⟨

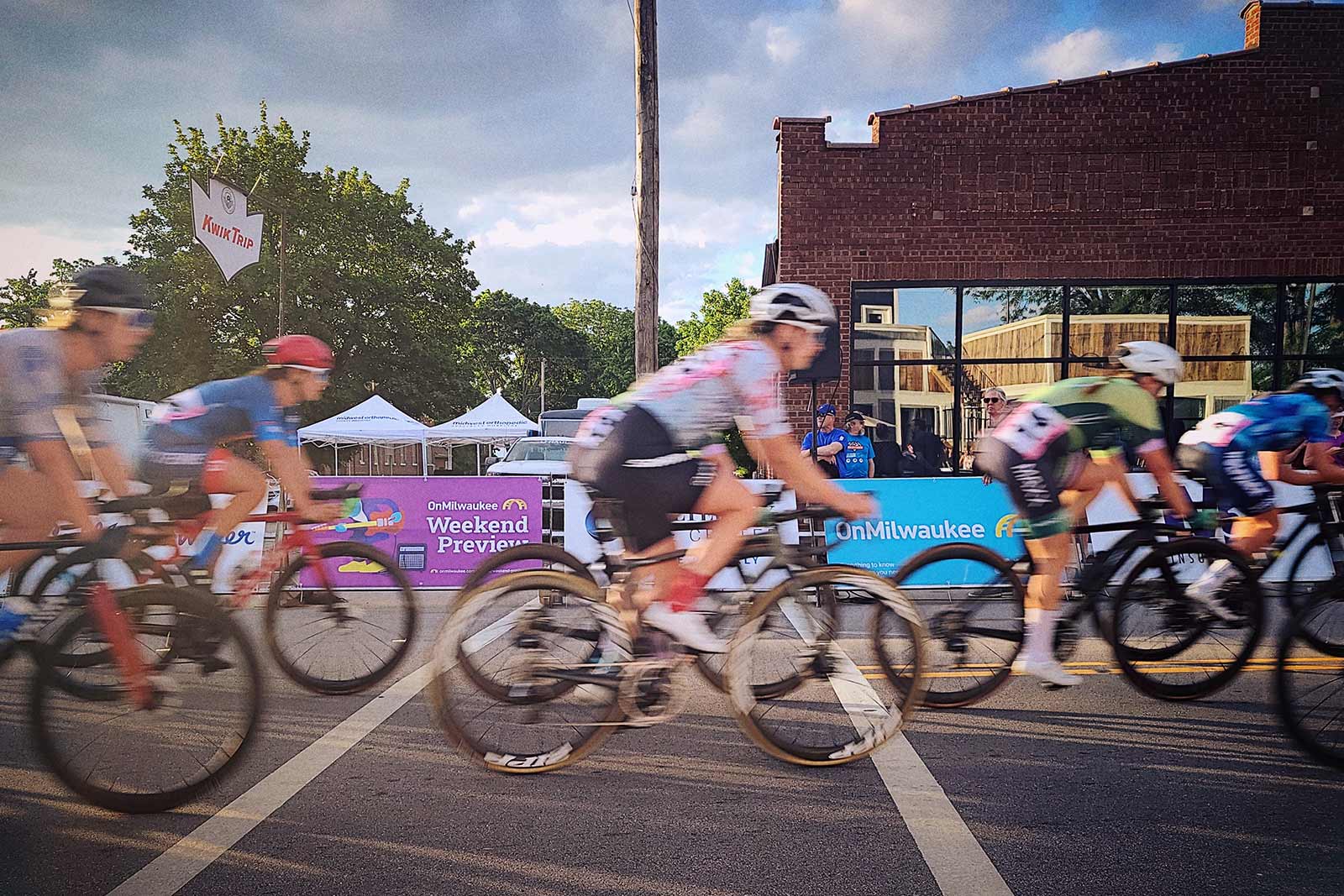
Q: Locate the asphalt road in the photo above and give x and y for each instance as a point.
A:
(1079, 792)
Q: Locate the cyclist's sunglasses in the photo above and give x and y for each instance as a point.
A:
(138, 317)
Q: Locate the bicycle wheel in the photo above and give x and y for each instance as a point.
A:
(1310, 683)
(810, 687)
(1301, 593)
(974, 602)
(340, 640)
(128, 758)
(550, 555)
(514, 684)
(1152, 617)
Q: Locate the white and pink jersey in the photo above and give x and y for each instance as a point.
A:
(699, 396)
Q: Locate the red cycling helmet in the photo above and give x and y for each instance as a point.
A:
(307, 352)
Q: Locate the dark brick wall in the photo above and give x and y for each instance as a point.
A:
(1202, 168)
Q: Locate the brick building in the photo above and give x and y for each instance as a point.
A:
(1207, 187)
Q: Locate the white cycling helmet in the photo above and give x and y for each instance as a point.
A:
(796, 304)
(1159, 360)
(1321, 379)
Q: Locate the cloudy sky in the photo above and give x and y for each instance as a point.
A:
(515, 118)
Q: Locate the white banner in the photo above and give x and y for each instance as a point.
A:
(582, 544)
(222, 224)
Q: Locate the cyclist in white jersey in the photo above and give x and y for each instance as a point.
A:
(46, 378)
(654, 452)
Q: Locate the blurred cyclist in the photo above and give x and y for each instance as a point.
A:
(46, 380)
(1057, 450)
(654, 450)
(188, 429)
(1241, 449)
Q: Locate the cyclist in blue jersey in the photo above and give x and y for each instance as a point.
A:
(188, 429)
(46, 379)
(1241, 449)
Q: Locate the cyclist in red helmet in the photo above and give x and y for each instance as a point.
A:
(188, 429)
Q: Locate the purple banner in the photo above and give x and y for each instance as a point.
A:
(438, 528)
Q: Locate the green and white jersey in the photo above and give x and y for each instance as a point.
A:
(1093, 412)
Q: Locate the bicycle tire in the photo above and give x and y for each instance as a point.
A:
(550, 553)
(1297, 600)
(859, 719)
(949, 629)
(1305, 685)
(333, 605)
(217, 638)
(460, 683)
(1173, 607)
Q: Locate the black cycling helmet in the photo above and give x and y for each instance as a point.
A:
(111, 286)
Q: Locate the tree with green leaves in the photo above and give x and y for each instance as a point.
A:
(365, 273)
(609, 332)
(719, 308)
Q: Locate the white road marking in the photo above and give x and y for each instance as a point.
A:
(958, 864)
(195, 852)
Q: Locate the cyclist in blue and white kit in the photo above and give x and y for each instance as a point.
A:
(46, 379)
(1241, 449)
(183, 443)
(655, 449)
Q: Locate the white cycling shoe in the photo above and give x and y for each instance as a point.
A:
(1047, 671)
(687, 627)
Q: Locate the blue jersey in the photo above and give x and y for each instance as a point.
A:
(853, 457)
(222, 411)
(823, 438)
(1274, 422)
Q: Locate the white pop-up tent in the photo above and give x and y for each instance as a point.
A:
(375, 422)
(491, 421)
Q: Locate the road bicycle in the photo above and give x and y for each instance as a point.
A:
(534, 669)
(339, 616)
(1310, 678)
(1133, 593)
(143, 698)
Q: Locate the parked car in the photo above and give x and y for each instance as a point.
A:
(535, 456)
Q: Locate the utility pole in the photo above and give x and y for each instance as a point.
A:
(647, 187)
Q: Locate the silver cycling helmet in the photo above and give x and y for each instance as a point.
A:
(1159, 360)
(796, 304)
(1323, 379)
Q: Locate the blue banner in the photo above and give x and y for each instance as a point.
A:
(917, 513)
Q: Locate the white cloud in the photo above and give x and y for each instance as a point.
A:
(1075, 55)
(34, 246)
(1089, 51)
(781, 45)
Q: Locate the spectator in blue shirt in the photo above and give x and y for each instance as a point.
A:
(855, 458)
(830, 441)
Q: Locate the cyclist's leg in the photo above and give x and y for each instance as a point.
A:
(27, 512)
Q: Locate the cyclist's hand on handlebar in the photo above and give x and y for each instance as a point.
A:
(323, 511)
(857, 506)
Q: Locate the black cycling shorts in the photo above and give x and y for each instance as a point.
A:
(635, 461)
(1233, 474)
(1034, 485)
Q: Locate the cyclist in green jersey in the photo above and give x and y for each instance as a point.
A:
(1057, 450)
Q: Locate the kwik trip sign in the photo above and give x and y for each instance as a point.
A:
(222, 224)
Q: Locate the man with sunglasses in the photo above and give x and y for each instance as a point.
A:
(188, 429)
(46, 380)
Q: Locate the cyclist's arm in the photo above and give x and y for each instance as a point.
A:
(1159, 463)
(1321, 466)
(51, 458)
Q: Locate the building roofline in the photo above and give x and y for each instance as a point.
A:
(1059, 82)
(780, 120)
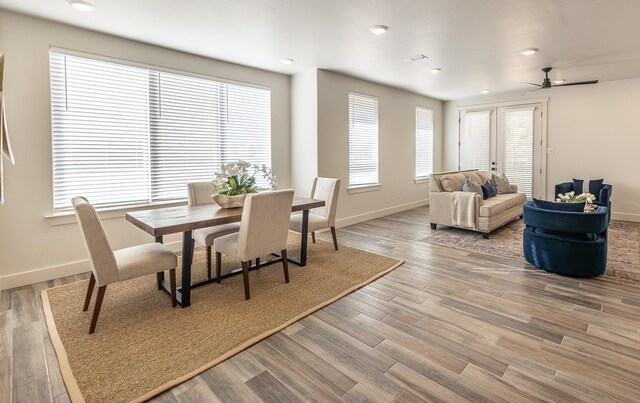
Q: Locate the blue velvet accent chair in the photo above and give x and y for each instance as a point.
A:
(568, 243)
(603, 197)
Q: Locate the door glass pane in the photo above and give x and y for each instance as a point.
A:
(474, 140)
(515, 148)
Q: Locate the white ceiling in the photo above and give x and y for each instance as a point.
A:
(475, 42)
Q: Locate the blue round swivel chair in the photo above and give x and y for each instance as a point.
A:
(568, 243)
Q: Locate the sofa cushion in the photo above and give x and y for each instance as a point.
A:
(501, 203)
(453, 182)
(473, 176)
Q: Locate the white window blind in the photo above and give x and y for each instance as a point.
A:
(474, 140)
(363, 140)
(125, 135)
(424, 142)
(516, 148)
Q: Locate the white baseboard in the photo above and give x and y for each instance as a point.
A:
(343, 222)
(53, 272)
(625, 216)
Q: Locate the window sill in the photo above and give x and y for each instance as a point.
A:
(69, 217)
(363, 188)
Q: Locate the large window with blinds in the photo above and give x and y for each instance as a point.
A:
(125, 135)
(363, 140)
(424, 142)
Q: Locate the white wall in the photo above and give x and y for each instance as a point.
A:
(304, 130)
(593, 131)
(31, 249)
(396, 115)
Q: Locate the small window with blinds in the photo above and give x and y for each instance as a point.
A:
(424, 142)
(363, 140)
(125, 135)
(475, 140)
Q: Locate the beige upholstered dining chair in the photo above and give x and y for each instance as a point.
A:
(264, 229)
(323, 217)
(199, 194)
(108, 266)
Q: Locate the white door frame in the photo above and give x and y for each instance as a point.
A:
(543, 130)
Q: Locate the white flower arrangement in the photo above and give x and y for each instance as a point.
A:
(571, 197)
(237, 178)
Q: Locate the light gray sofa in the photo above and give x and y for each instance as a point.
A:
(451, 207)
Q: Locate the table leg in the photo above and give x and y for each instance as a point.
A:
(187, 257)
(305, 235)
(160, 276)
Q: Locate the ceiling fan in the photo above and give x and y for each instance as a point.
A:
(547, 82)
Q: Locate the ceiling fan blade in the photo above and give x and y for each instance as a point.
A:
(577, 83)
(537, 89)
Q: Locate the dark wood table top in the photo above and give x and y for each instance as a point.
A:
(171, 220)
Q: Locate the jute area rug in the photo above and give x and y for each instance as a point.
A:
(623, 258)
(142, 346)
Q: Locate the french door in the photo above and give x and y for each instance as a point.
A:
(507, 140)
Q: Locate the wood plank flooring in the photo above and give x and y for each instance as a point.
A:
(447, 326)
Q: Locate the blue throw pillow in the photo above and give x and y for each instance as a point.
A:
(559, 206)
(587, 186)
(488, 190)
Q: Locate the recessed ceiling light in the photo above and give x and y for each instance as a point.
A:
(528, 51)
(378, 29)
(81, 5)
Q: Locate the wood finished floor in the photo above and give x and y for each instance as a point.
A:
(448, 325)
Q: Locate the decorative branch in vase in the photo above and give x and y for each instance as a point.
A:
(237, 179)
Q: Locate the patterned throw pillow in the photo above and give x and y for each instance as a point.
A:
(587, 186)
(488, 191)
(501, 183)
(559, 206)
(472, 186)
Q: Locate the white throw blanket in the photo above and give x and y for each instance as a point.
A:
(463, 209)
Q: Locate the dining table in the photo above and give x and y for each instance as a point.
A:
(159, 222)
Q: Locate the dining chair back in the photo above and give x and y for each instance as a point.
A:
(200, 193)
(101, 257)
(326, 189)
(264, 228)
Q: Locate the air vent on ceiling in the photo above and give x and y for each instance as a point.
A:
(415, 58)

⟩

▶ _Work order_:
Number of lines containing "brick" in the material above: give that number alone.

▶ _Result below_:
2